• [REQUIREMENT]: Each entry must appear again exactly as it does in the source.

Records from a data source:
START

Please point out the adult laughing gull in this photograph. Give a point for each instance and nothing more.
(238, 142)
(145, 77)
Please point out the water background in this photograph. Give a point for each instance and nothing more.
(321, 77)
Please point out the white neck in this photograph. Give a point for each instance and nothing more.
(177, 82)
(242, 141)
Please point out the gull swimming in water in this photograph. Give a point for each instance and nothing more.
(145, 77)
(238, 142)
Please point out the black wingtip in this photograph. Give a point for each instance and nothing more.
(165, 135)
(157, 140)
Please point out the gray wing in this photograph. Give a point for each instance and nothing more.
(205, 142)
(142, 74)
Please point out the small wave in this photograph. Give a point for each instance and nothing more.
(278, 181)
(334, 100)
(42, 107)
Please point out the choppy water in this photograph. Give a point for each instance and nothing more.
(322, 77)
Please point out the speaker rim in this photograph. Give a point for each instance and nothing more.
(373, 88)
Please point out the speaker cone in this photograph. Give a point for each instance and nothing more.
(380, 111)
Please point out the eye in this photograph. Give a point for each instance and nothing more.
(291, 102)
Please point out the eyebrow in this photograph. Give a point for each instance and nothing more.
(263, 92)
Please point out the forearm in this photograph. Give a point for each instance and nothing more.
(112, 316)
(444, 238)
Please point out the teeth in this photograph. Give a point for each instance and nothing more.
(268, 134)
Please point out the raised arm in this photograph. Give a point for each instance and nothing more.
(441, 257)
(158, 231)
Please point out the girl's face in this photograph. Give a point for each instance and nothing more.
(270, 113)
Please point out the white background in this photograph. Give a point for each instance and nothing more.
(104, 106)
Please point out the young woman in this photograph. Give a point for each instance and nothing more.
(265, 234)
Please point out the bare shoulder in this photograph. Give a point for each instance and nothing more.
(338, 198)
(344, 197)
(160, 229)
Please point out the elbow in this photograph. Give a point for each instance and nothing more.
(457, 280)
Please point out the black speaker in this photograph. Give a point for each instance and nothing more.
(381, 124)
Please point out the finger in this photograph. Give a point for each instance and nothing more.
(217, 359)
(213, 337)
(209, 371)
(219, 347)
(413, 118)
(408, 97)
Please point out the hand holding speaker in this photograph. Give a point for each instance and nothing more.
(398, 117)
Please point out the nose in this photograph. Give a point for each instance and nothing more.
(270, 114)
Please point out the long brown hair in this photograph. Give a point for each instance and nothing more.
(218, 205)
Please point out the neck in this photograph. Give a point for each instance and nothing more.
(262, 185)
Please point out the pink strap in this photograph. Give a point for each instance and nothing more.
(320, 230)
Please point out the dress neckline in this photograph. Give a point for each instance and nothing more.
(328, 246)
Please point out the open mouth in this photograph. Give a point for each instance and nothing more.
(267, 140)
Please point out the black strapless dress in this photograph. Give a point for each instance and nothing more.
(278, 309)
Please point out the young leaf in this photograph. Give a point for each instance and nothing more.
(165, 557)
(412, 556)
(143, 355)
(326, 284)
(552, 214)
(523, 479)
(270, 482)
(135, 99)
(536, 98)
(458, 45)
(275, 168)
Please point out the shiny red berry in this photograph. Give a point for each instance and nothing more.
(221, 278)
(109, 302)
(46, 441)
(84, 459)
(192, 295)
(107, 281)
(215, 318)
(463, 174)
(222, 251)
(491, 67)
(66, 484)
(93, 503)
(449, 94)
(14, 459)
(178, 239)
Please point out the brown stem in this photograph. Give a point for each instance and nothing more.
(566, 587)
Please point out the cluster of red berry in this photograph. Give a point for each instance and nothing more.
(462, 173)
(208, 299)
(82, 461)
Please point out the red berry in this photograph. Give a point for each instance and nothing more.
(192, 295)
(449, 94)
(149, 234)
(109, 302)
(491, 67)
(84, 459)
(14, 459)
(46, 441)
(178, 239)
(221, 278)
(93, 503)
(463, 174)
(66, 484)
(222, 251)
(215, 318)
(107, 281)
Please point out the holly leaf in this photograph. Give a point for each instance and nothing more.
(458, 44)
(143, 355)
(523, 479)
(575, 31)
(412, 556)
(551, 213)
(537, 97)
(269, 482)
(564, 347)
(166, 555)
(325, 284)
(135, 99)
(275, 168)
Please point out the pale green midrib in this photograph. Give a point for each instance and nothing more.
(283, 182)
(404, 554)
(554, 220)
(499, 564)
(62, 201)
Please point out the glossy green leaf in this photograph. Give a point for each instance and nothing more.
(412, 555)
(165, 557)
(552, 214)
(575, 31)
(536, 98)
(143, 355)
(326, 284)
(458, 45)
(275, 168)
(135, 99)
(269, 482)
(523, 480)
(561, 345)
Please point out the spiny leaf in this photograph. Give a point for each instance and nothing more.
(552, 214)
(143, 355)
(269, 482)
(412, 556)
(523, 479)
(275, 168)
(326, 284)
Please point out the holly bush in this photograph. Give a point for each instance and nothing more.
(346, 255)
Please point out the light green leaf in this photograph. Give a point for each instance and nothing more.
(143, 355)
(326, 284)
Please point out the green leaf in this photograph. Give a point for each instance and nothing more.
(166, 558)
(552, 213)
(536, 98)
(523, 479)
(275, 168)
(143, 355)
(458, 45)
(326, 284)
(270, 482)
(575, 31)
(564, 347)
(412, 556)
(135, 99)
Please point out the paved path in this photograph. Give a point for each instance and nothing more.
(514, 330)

END

• [WRITTEN SOLUTION]:
Please point out the adult laughing gull in this photograph. Give a point for each instance and nothing more.
(238, 142)
(145, 77)
Please point out the water background in this photograph. Give a point for each instance and nothing more.
(321, 77)
Please point out the white neck in this photograph. Give a point for each instance and nothing more.
(177, 82)
(242, 141)
Please point out the gull swimming in water in this photograph. Give a point for each instance and nothing more.
(145, 77)
(238, 142)
Please point out the black wingtip in this photograph. Give a point for each instance and nothing more.
(165, 135)
(157, 140)
Please point out the gray wing in this photograph. Give a point for each instance and nothing more.
(205, 142)
(142, 74)
Please point out the small wave in this photograph. Give a point for each instance and nothing more.
(278, 181)
(334, 100)
(42, 107)
Please point out the choppy water in this photograph. Give a point for each instance and nothing more.
(322, 77)
Please point out the speaker rim in this photograph. Give a point for each instance and nothing more.
(373, 88)
Please point out the speaker cone in this photograph. Give a point for each instance and nothing more.
(380, 111)
Please point out the eye in this photograph. Give a point for each instance and nothing more.
(291, 102)
Please point out the eyebrow in this photograph. Give a point for each instance and nothing more.
(263, 92)
Please point out the forearm in this photograph. Give a point for each instance and nothing more.
(112, 316)
(444, 238)
Please point out the teeth in this photograph. Give a point for each instance and nothing more.
(268, 134)
Please point out the raised arm in this photograph. Give a point for each instance and nothing more.
(441, 257)
(158, 231)
Please point out the girl's face in this photograph. Give a point for each instance and nothing more.
(270, 113)
Please point out the white background in this photograph. Give a point for each instance and nothing more.
(104, 106)
Please point out the young woman in this photograph. Give a point for each instance and nothing more.
(265, 234)
Please point out the bare shoulder in this photograph. Give a point for each instance and nothing more.
(338, 198)
(344, 197)
(160, 229)
Please point out the elbow in this photograph. Give a point for each instance and nothing more.
(457, 280)
Please point out the black speaker in this photograph. Give a point for each instance and nothing more.
(381, 124)
Please point out the finger in this photograph. Give a point for each instance and nothing more.
(217, 359)
(213, 337)
(209, 371)
(219, 347)
(413, 118)
(408, 97)
Please point out the hand holding speaker in this photograph. Give a point for each instance and nothing more.
(398, 117)
Please point out the nose in this photograph. Give a point for each instance and nothing more.
(270, 114)
Please point out the long brown hair in this photograph. Give a point for each instance and nothing more.
(218, 205)
Please point out the neck in this photograph. Give a point for each instance and nothing more.
(262, 185)
Please point out the pink strap in this photograph. Give a point for each instance and nothing more.
(320, 230)
Please point out the dress neckline in this photograph. Give a point for each instance and nothing more.
(328, 246)
Please point out the open mouth in this photograph. Give a point for each instance and nothing more.
(267, 140)
Please point out the black strapless dress in this photograph. Give a point for each instance and nothing more.
(278, 309)
Please point out the young leaf in this photograph. Give a point for each instance and nothing more.
(165, 557)
(412, 556)
(143, 355)
(326, 284)
(552, 214)
(523, 479)
(270, 482)
(135, 99)
(536, 98)
(458, 45)
(275, 168)
Please point out the shiny red berry in this photograph. Give a point for each instance and nothing more.
(221, 278)
(109, 302)
(46, 441)
(84, 459)
(192, 295)
(107, 281)
(215, 318)
(463, 174)
(222, 251)
(491, 67)
(66, 484)
(93, 503)
(449, 94)
(14, 459)
(178, 239)
Please point out the brown stem in this photograph. Give a point for each instance and nothing more.
(566, 587)
Please point out the cluster of red berry in this photograph. Give a point for each instance and nothing more.
(462, 173)
(208, 299)
(82, 461)
Please point out the red berry in this photograph. Give a point for each instance and nothing more.
(192, 295)
(449, 94)
(149, 234)
(109, 302)
(491, 67)
(84, 459)
(14, 459)
(46, 441)
(178, 239)
(221, 278)
(93, 503)
(463, 174)
(66, 484)
(222, 251)
(215, 318)
(107, 281)
Please point out the holly leaf in this photograph. Give a point for each instance and nothing more.
(458, 44)
(143, 355)
(523, 479)
(575, 31)
(412, 556)
(551, 213)
(537, 97)
(269, 482)
(564, 347)
(166, 555)
(325, 284)
(135, 99)
(275, 168)
Please point out the pale green midrib in this photograph. Give a point for each instance and nothing more.
(283, 182)
(404, 554)
(554, 220)
(499, 564)
(62, 201)
Please point out the glossy green leaf in this photograph. Give a point for each instance and nothing more.
(412, 555)
(165, 557)
(552, 214)
(575, 31)
(536, 98)
(143, 355)
(326, 284)
(458, 45)
(275, 168)
(135, 99)
(269, 482)
(523, 480)
(561, 345)
Please point out the spiny leaf in this photograph. Give a point for each instance and nothing more.
(552, 214)
(143, 355)
(269, 482)
(412, 556)
(523, 479)
(275, 168)
(326, 284)
Please point out the holly bush in this photograph. Give a point for each instance and nothing more.
(346, 255)
Please point out the light green leaf in this photograph. Give a point for each instance and nothing more.
(143, 355)
(326, 284)
Please point out the green leaf in this photograph. Give a point for each instance and nothing more.
(166, 558)
(552, 213)
(536, 98)
(523, 479)
(275, 168)
(143, 355)
(458, 45)
(326, 284)
(270, 482)
(575, 31)
(564, 347)
(412, 556)
(135, 99)
Please point out the paved path in this photograph. Give a point for each instance and nothing more.
(514, 330)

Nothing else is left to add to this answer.